_Activity_. A single number is the whole answer: the tally of lines in the data below that include the word "door".

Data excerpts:

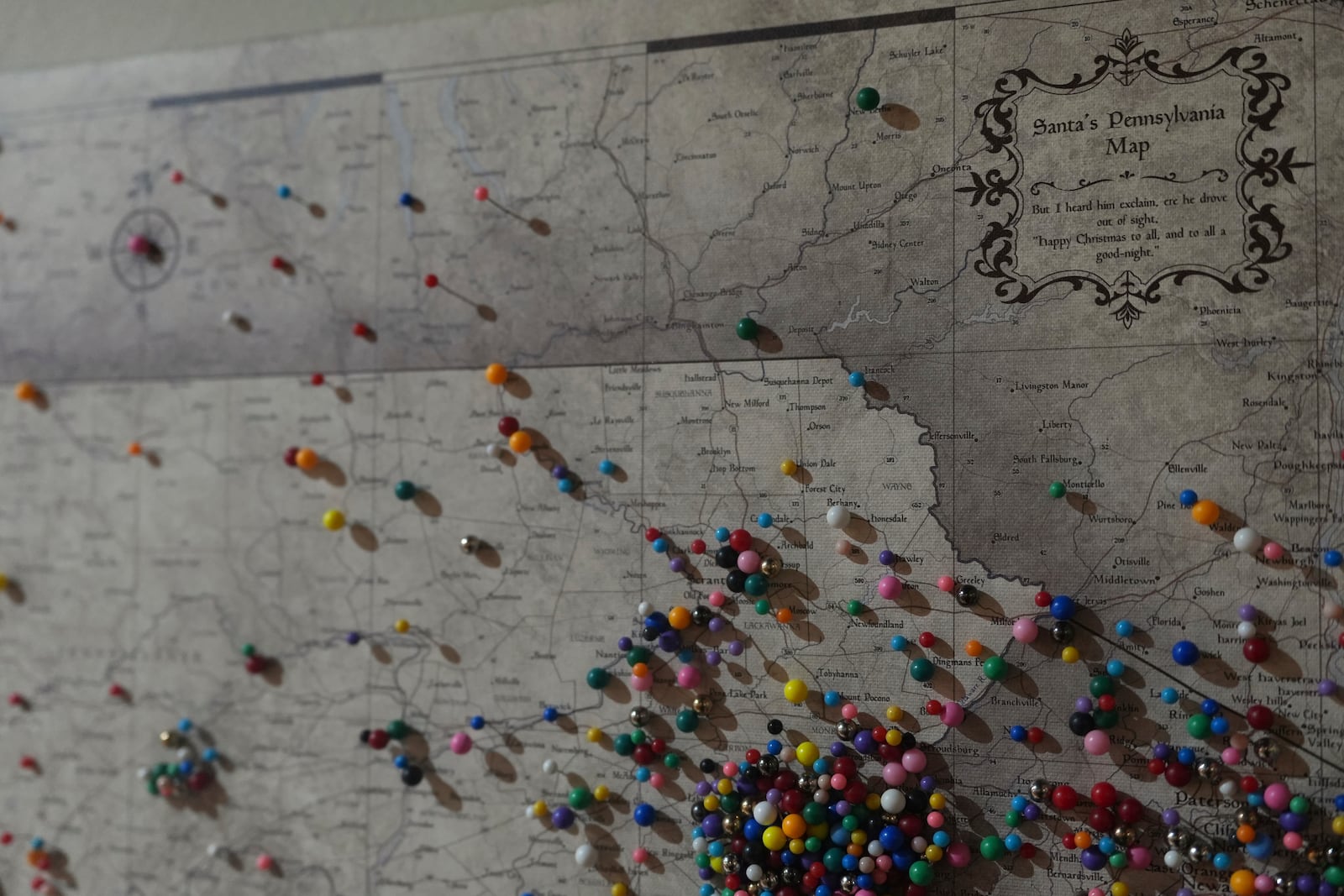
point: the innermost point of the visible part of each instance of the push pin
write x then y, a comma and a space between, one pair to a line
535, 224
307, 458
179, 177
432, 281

==

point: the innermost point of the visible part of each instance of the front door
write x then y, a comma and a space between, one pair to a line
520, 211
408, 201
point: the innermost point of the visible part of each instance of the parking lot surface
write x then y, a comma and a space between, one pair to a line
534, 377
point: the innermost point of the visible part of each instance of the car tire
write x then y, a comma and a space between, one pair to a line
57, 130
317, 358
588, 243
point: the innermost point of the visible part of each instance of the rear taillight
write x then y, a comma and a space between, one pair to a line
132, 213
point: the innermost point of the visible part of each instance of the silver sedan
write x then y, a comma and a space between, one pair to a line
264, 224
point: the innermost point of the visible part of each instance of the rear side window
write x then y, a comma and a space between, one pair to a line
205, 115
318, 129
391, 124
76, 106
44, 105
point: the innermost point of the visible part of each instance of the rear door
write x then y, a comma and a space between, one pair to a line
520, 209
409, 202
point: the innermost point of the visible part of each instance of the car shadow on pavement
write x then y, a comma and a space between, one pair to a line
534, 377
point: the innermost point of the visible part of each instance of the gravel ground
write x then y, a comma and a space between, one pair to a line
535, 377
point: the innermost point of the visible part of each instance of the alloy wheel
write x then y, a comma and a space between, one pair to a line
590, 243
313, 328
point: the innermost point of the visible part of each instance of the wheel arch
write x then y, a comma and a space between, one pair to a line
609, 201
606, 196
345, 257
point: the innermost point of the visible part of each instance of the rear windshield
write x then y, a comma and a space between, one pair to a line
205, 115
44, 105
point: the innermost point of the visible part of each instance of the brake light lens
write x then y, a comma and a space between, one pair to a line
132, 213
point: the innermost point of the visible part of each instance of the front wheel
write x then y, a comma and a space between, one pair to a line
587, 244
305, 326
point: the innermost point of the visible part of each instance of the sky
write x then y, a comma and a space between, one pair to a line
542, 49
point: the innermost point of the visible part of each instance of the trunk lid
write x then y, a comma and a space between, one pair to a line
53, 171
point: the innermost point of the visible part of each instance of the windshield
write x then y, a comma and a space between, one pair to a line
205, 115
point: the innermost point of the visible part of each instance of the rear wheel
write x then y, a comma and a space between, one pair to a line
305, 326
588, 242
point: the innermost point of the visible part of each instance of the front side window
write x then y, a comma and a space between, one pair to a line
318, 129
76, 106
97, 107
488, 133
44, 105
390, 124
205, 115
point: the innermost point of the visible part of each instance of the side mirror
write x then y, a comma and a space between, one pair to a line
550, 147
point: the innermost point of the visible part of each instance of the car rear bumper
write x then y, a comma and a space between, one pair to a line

_Written solution_. 2